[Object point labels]
>> Begin
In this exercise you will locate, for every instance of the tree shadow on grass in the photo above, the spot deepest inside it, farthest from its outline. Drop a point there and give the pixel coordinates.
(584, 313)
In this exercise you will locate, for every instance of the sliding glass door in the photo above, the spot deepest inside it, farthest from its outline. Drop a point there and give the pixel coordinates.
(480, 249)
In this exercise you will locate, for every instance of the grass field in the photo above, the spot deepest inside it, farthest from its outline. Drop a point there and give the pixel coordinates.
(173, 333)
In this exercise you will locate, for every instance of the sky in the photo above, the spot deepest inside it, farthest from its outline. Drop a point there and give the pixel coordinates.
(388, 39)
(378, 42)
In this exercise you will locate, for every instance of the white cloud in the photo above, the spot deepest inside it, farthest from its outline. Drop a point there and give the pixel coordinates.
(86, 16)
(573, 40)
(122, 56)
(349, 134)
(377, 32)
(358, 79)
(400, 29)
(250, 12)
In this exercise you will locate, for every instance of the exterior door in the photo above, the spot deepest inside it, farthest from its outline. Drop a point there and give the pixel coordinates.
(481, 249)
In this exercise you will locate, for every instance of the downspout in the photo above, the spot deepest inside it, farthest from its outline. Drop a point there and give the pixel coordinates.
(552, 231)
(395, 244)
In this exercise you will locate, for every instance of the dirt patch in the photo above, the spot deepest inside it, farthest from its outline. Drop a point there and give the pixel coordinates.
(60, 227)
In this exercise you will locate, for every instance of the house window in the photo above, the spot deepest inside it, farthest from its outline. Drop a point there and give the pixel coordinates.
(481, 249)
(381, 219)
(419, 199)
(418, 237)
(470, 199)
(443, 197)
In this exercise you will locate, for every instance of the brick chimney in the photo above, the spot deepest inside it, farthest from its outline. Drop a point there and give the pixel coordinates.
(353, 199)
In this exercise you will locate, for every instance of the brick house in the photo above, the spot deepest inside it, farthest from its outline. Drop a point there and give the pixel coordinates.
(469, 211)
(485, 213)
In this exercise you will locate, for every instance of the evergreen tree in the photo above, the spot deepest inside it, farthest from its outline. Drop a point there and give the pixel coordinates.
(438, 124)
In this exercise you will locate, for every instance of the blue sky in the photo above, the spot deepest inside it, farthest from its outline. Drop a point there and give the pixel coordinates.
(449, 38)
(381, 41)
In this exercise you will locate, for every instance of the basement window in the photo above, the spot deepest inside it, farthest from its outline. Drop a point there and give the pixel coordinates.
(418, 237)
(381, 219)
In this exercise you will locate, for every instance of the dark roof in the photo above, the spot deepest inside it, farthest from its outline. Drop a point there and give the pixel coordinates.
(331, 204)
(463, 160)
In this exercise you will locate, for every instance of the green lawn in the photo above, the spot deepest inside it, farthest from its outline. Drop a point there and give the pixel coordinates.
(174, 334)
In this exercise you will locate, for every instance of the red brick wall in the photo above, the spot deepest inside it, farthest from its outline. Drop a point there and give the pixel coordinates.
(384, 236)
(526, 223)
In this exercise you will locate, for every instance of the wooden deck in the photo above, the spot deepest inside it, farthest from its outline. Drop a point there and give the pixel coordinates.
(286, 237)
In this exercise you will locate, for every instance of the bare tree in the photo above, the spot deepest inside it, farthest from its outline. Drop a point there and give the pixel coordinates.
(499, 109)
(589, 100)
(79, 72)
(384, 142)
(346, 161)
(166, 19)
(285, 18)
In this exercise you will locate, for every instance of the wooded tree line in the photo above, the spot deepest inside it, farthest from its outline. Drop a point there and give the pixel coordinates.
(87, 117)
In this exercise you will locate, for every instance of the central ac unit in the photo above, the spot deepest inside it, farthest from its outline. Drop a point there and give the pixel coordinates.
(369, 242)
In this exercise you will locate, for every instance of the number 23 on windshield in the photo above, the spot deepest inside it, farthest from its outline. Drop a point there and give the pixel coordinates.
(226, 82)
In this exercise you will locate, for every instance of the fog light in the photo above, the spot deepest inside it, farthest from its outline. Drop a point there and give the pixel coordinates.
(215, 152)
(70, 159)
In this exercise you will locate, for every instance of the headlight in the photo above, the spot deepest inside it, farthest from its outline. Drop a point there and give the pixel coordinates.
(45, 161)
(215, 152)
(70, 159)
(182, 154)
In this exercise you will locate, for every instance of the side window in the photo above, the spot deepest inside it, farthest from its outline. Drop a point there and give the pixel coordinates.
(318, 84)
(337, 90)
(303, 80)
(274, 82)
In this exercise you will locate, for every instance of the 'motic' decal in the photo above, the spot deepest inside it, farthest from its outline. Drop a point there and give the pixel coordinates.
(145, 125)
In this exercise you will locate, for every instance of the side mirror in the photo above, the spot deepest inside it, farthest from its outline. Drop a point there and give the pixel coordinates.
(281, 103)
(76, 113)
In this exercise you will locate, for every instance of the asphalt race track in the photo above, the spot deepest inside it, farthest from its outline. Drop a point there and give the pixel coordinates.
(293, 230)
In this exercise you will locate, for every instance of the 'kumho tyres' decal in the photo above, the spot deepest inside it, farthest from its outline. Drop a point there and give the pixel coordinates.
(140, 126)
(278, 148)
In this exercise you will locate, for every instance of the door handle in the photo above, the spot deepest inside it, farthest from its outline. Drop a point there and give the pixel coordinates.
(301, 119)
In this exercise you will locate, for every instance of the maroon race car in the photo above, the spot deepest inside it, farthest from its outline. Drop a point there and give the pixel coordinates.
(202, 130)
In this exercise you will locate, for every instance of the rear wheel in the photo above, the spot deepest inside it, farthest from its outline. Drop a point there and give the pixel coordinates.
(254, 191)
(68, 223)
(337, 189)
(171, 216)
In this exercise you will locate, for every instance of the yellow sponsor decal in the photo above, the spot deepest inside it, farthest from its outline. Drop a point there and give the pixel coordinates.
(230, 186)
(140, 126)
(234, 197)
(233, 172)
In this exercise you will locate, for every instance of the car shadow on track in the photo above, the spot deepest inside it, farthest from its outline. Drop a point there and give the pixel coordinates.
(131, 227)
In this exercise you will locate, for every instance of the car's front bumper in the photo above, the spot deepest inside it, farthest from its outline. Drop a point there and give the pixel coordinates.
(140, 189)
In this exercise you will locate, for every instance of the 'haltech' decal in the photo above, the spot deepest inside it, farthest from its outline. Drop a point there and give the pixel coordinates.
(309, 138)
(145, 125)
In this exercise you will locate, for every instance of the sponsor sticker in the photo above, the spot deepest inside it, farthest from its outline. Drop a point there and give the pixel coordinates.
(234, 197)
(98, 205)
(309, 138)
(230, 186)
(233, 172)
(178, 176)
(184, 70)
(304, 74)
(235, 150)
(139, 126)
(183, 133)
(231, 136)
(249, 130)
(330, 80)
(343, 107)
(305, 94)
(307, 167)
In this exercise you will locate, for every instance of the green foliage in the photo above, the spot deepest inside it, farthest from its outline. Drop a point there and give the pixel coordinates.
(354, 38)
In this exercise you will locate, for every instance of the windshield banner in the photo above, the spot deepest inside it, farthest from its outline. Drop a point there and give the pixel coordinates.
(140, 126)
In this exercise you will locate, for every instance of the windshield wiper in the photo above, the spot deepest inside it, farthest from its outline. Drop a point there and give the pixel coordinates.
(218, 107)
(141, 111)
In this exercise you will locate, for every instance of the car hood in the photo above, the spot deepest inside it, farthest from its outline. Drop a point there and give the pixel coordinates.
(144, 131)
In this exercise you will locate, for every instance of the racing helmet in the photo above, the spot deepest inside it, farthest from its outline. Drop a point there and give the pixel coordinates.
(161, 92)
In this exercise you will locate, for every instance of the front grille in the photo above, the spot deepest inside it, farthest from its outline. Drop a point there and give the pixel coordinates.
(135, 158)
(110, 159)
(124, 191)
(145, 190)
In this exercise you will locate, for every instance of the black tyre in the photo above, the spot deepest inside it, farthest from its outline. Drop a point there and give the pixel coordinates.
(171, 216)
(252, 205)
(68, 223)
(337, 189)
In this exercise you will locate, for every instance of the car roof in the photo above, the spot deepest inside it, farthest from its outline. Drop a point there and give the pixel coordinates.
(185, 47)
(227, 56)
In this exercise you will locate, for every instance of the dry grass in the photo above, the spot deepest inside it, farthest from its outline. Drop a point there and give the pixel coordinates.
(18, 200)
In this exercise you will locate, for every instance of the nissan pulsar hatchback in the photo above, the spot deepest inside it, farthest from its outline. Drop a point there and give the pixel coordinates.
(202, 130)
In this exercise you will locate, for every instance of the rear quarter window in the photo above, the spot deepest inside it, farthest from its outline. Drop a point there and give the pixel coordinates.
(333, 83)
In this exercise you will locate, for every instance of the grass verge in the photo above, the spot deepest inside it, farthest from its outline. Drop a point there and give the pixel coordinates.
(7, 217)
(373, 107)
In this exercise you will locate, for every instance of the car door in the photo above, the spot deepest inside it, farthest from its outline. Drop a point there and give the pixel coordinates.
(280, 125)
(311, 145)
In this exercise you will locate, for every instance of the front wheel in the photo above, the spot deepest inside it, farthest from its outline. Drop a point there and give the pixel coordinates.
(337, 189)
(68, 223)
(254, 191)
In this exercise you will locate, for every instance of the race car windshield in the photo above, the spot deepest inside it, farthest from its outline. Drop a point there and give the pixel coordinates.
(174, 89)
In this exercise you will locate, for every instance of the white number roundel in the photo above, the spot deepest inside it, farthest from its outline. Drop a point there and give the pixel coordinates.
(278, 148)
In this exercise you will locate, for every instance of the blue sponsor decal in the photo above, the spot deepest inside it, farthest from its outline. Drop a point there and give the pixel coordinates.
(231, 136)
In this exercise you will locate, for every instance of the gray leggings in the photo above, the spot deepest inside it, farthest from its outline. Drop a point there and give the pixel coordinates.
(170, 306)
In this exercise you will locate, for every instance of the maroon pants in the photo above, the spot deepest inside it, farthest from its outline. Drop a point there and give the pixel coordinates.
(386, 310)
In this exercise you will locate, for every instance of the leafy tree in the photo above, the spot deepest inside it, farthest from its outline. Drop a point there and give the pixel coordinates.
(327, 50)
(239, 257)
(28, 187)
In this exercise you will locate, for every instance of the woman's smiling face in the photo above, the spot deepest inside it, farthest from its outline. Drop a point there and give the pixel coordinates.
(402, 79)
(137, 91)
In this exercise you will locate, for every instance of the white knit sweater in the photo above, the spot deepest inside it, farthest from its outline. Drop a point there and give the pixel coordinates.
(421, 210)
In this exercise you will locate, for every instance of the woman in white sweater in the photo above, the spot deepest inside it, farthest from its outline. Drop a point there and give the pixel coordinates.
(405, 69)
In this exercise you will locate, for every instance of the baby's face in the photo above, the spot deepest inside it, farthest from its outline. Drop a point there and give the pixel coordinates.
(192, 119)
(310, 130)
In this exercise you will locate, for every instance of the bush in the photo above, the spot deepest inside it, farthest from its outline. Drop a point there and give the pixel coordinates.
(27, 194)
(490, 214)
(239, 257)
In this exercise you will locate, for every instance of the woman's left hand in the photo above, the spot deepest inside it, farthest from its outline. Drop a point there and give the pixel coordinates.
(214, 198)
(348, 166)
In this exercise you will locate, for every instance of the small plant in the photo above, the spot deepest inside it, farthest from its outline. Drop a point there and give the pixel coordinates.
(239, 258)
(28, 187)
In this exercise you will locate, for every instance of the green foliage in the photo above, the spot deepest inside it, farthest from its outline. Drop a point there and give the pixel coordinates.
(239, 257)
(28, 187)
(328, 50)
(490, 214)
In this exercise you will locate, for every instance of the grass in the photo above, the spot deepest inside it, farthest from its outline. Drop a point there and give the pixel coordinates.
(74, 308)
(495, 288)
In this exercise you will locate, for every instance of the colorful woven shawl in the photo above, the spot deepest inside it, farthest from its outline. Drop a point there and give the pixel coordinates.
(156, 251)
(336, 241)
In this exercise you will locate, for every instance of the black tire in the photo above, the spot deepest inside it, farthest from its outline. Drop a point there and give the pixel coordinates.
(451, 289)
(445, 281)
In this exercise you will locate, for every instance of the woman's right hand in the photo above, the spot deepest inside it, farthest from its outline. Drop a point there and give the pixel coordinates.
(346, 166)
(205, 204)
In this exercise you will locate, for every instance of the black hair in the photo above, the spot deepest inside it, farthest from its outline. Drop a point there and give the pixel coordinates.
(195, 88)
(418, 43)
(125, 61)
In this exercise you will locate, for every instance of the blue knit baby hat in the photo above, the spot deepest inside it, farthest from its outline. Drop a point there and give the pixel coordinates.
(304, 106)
>> End
:: Work to complete ::
Repeat only the lines running from the line that contains "the black tire" through the last line above, inclusive.

:: Full response ::
In this exercise you will locate, for every instance of the black tire in the photo above, the spot deepest inside it, farthest from its outline. Drop a point there and give the pixel coordinates.
(451, 289)
(445, 281)
In this exercise you will locate, for every instance of the woman's right hand in the photo above, the spot deepest inside it, farthest from its outline. Drop a point there and give the pixel coordinates.
(346, 166)
(205, 204)
In this exercise you will locate, for every instance of the black hair in the photo above, the spot deepest inside it, farthest from its outline. Drop a point there and give the pixel coordinates.
(195, 88)
(418, 43)
(125, 61)
In this exercise you will locate, for every instance of the blue knit baby hat in the photo above, the spot deepest inside it, farthest from its outline. Drop a point there and give the pixel coordinates.
(304, 106)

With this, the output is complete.